┌────────

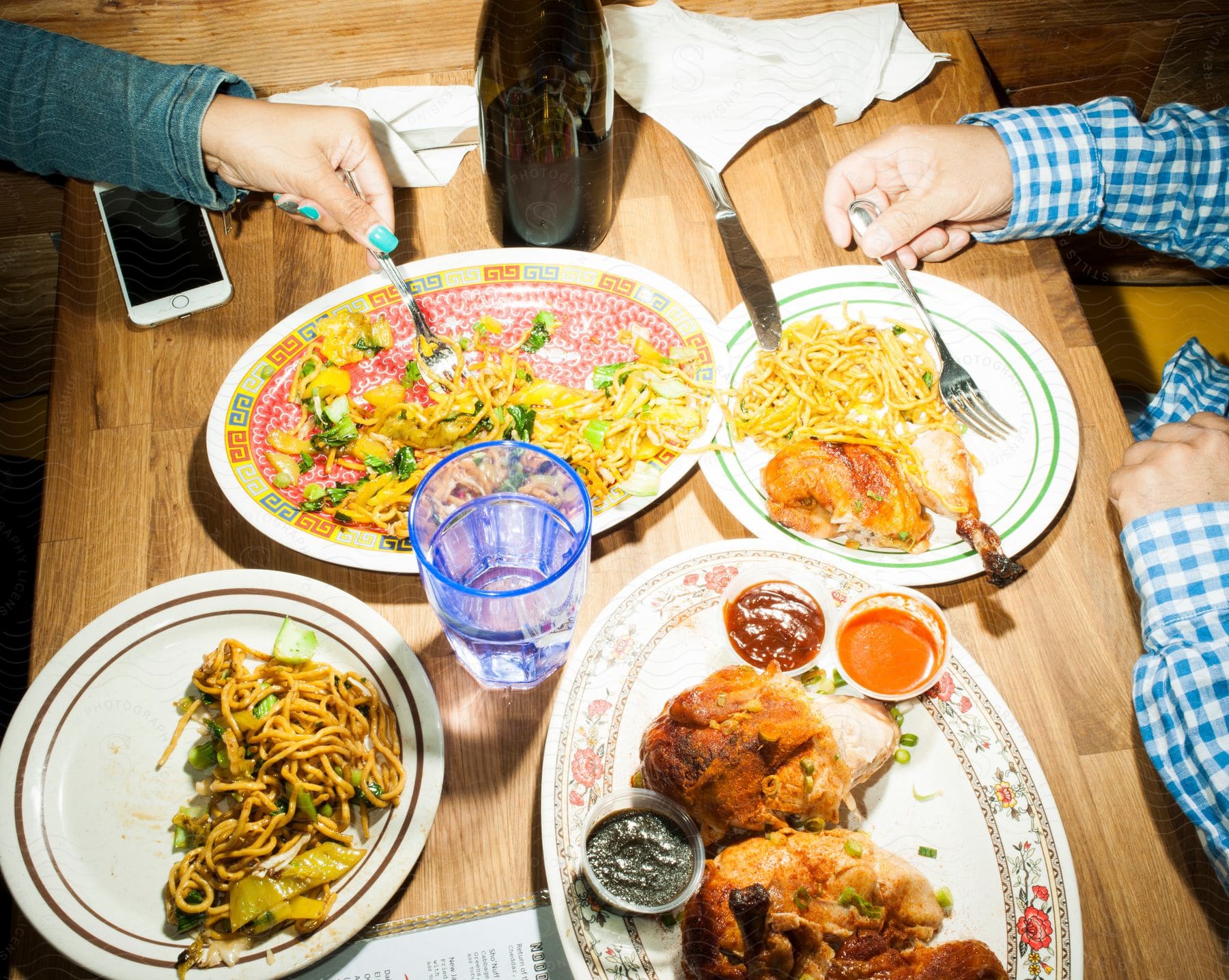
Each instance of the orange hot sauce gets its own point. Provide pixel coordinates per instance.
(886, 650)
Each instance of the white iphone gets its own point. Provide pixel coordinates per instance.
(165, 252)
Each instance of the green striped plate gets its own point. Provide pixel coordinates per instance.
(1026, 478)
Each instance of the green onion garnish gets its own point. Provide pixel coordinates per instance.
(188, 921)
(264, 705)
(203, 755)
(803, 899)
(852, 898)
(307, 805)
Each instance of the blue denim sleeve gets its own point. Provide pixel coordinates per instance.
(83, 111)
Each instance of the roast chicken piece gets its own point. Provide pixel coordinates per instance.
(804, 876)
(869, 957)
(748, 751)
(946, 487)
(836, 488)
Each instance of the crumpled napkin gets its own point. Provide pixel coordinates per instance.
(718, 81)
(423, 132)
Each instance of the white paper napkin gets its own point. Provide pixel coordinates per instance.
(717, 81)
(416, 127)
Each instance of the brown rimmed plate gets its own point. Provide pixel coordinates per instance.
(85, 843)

└────────
┌────────

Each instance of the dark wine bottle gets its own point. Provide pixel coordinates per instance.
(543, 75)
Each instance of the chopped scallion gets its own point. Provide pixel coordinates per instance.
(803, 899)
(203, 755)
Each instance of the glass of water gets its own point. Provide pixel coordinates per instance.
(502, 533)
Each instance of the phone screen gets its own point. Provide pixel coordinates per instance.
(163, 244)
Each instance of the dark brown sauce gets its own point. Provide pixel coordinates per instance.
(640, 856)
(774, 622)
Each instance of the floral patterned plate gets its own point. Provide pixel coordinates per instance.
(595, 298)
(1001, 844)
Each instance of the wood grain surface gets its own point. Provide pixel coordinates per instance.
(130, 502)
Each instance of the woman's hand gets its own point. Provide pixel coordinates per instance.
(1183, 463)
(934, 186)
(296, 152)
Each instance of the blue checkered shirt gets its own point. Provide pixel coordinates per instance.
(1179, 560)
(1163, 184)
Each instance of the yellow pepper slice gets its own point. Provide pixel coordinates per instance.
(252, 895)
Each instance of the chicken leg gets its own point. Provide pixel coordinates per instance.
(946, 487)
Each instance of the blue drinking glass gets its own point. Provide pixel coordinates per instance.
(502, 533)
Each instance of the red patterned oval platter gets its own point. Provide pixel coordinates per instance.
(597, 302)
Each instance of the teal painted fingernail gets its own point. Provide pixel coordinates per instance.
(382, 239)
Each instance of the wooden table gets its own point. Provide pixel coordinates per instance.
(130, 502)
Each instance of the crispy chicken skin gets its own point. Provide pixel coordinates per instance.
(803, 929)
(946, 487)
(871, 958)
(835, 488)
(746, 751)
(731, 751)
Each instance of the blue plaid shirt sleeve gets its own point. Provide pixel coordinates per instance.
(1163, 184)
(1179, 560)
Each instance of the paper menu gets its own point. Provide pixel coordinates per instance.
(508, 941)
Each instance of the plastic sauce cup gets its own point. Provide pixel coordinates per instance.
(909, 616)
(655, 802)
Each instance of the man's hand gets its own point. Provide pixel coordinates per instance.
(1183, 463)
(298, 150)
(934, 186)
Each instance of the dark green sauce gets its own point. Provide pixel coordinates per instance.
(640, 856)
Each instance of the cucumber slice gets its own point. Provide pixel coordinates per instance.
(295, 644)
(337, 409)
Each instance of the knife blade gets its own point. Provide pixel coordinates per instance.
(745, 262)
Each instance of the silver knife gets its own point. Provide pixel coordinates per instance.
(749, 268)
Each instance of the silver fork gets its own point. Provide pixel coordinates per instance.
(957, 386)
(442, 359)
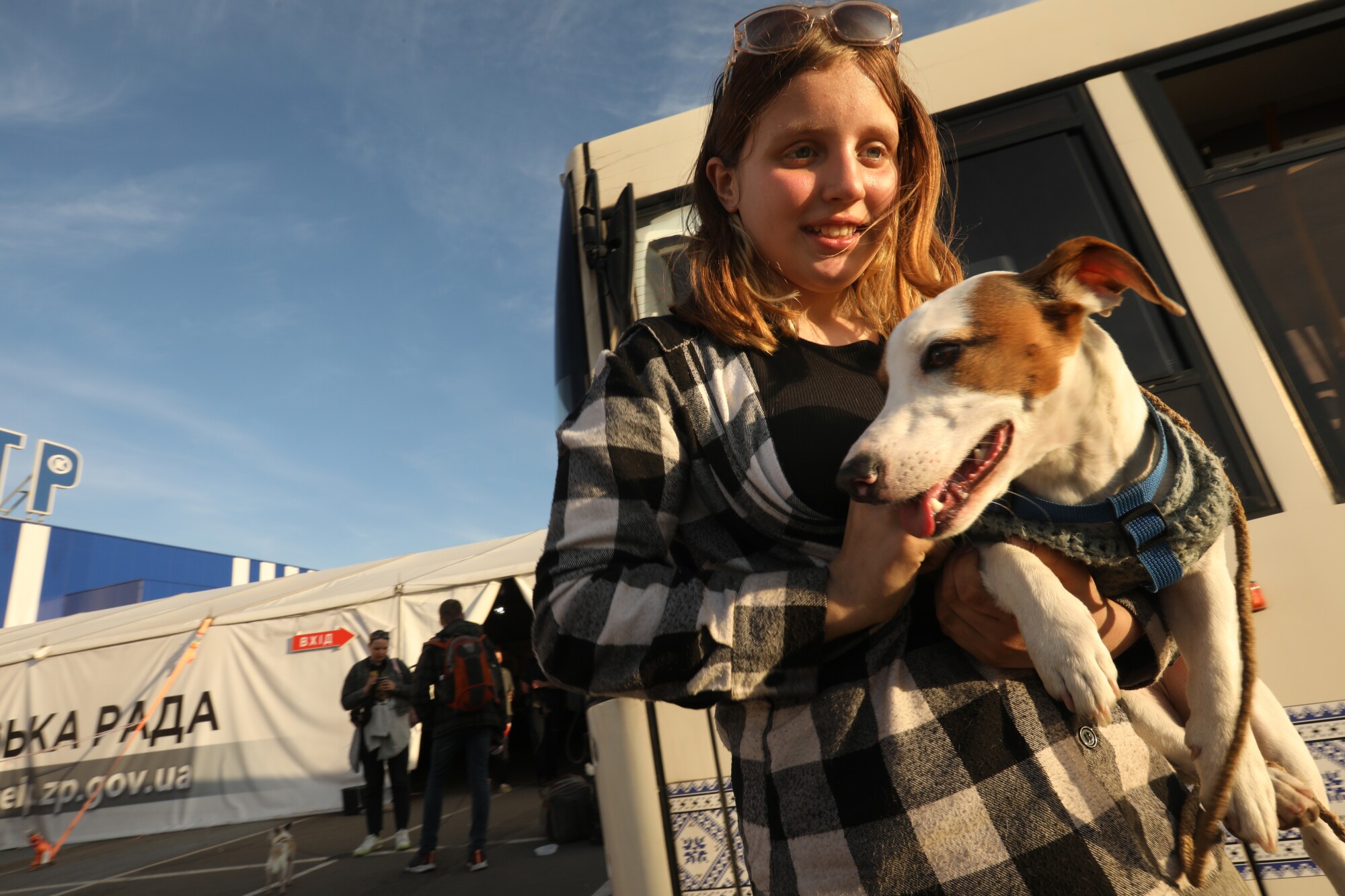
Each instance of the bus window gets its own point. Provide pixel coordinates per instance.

└────────

Instructions to follow => Copy out every line above that contains the word "chicken". Case matters.

Answer for this exercise =>
Each instance of the roast chicken piece gets its own point. Provide pixel coordinates per instance.
Each instance of the chicken leg gets its own point. Provide pixel coordinates per instance.
Each instance of the crispy chicken skin gets its own point. Provide pixel coordinates per instance.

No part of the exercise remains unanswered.